--- Start Data ---
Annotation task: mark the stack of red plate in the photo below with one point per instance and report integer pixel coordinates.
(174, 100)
--- End Data ---
--- Start Data ---
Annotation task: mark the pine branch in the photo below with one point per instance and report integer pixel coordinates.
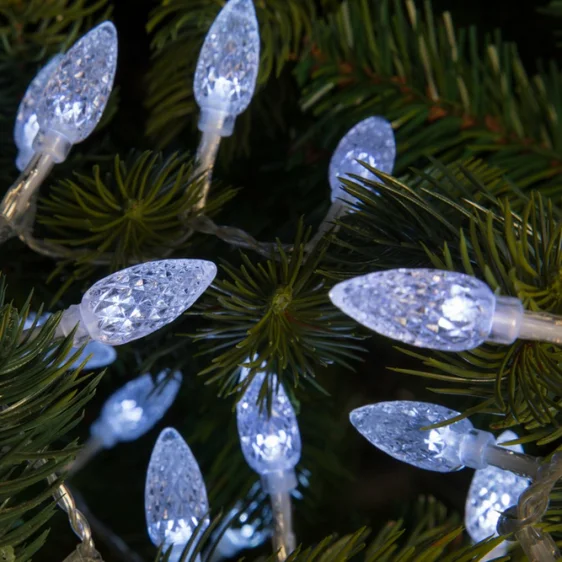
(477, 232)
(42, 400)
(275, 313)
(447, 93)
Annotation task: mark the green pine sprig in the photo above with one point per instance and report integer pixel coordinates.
--- End Data ---
Work to do = How many lines in the material above contain the string "report", with case counting? Reply with the number alone.

Response for this exercise = 3